> **요구 사항**: "target: red aril" 문구가 있는 줄부터 "POLYGON ((98 54, 74" 문구가 있는 줄까지만 다시 적되, "red aril" 표현을 "orange aril" 표현으로 바꾸고 나머지는 그대로 두세요.

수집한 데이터
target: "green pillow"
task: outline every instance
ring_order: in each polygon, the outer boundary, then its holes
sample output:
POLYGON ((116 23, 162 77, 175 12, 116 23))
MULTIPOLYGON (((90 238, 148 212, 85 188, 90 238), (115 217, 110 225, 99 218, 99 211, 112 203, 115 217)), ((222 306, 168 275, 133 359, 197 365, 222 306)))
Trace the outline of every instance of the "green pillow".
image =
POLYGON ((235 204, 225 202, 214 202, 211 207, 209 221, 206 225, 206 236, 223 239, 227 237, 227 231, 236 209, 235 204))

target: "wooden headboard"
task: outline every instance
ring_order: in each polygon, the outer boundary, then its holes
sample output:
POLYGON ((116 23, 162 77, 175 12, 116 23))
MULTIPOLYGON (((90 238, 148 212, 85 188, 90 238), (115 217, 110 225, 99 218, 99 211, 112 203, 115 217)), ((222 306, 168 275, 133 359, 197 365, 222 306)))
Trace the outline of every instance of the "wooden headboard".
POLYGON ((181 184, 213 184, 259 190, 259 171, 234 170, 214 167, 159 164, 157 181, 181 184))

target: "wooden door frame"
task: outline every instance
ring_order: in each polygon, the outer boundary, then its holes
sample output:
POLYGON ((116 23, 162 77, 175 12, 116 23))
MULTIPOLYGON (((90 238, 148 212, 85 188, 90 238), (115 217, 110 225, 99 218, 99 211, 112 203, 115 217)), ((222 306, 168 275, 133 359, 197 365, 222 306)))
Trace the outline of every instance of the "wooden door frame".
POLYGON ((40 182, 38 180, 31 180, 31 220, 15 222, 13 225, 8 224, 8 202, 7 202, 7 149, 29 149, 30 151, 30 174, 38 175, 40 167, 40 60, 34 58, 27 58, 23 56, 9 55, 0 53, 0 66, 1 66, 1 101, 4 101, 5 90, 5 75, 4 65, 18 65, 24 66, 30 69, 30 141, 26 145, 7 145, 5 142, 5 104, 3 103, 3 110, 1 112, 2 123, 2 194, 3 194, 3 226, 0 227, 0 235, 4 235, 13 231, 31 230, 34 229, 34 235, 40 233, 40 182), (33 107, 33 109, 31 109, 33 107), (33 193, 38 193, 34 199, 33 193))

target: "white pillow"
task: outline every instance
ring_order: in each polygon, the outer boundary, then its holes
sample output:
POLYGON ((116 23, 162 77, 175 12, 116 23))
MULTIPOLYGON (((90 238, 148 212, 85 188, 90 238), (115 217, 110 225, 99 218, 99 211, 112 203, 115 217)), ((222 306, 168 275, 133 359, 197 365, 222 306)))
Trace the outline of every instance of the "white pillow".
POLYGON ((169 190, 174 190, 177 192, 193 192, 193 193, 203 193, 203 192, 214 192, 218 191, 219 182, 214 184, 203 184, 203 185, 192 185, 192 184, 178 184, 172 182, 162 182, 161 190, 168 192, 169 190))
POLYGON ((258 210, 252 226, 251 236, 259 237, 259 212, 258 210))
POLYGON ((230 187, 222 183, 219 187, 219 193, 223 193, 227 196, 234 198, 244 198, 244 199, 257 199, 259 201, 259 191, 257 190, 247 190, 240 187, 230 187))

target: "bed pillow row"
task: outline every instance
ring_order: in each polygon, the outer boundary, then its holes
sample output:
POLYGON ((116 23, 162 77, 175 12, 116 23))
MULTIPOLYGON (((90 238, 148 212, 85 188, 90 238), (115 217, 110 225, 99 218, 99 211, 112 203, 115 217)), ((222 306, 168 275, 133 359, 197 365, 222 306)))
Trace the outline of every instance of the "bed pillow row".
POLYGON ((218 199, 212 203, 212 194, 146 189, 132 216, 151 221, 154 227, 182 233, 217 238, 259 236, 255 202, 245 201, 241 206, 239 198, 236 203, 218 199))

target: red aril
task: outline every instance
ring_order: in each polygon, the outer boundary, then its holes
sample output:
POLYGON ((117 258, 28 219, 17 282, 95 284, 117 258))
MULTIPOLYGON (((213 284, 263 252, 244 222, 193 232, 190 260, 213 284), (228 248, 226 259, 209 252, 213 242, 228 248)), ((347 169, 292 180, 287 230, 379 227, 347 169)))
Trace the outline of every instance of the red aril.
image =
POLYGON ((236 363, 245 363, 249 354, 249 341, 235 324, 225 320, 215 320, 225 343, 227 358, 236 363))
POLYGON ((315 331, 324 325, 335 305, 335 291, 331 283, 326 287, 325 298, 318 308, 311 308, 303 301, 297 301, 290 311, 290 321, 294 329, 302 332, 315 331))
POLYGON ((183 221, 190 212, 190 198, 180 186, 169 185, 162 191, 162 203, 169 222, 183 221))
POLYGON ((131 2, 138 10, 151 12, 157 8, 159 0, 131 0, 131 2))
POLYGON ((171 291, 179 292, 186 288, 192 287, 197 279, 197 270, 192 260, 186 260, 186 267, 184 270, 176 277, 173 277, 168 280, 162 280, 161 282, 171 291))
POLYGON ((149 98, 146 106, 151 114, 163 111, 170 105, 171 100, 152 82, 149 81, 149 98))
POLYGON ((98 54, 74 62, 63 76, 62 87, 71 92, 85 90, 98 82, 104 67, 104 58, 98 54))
==
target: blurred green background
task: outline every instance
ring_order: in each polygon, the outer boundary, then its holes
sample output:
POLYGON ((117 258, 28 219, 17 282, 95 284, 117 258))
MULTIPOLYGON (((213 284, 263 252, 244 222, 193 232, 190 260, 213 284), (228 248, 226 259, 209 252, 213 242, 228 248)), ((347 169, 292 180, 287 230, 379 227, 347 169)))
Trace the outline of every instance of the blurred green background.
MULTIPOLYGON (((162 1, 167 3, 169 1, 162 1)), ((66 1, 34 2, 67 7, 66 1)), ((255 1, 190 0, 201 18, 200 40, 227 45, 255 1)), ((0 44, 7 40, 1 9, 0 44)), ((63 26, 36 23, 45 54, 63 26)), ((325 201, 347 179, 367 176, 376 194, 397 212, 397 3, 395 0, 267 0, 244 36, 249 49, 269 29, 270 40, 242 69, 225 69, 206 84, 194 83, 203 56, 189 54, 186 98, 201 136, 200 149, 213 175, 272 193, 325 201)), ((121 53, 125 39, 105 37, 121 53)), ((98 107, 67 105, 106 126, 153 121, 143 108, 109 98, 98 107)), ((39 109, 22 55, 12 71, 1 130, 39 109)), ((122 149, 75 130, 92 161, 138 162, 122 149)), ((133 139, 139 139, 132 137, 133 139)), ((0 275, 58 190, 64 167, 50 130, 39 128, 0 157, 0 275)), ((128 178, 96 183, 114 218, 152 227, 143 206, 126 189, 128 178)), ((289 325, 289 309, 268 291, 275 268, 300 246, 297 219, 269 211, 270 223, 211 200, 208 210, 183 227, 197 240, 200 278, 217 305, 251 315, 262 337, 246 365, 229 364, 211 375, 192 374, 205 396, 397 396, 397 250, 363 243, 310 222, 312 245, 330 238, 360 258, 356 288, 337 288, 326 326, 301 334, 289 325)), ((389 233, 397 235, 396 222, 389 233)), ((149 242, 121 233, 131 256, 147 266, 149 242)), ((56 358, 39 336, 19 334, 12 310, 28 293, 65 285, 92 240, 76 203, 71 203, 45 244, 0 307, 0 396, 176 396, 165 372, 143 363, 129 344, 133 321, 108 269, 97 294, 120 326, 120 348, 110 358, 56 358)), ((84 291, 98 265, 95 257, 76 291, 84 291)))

> **작성 답안**:
target: orange aril
task: outline every instance
ring_order: in each polygon, the outer boundary, then its holes
sample output:
POLYGON ((117 258, 28 219, 17 282, 95 284, 117 258))
MULTIPOLYGON (((213 284, 263 252, 244 222, 193 232, 190 260, 213 284), (228 248, 226 259, 209 252, 213 242, 228 248)), ((347 169, 292 180, 287 230, 379 227, 347 169)))
Trace the outline of every instance of the orange aril.
image =
POLYGON ((236 363, 245 363, 249 354, 249 341, 235 324, 225 320, 215 320, 225 343, 227 358, 236 363))
POLYGON ((315 331, 324 325, 335 305, 335 291, 331 283, 326 287, 325 298, 318 308, 311 308, 303 301, 297 301, 290 311, 290 321, 294 329, 302 332, 315 331))
POLYGON ((183 221, 190 212, 190 198, 180 186, 169 185, 162 191, 162 203, 169 222, 183 221))
POLYGON ((131 2, 138 10, 151 12, 157 8, 159 0, 131 0, 131 2))
POLYGON ((171 291, 179 292, 186 288, 192 287, 197 279, 197 270, 192 260, 186 260, 186 267, 184 270, 176 277, 173 277, 168 280, 162 280, 161 282, 171 291))
POLYGON ((149 98, 146 106, 151 114, 163 111, 170 105, 171 100, 152 82, 149 81, 149 98))
POLYGON ((98 54, 74 62, 63 76, 62 87, 71 92, 85 90, 98 82, 104 67, 104 58, 98 54))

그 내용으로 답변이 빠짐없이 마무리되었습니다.